(Data records)
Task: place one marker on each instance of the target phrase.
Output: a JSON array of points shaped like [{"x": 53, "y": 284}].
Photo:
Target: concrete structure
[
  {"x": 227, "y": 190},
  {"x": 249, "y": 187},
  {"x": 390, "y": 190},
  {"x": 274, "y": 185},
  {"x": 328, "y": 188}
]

### BRIEF:
When answering, write out each of the lines above exactly as given.

### WRITTEN ANSWER:
Task: place one marker on each instance of the target phrase.
Output: a JSON array of points shaped like [{"x": 53, "y": 284}].
Photo:
Target: concrete structure
[
  {"x": 227, "y": 190},
  {"x": 249, "y": 187},
  {"x": 390, "y": 190},
  {"x": 274, "y": 185},
  {"x": 328, "y": 188}
]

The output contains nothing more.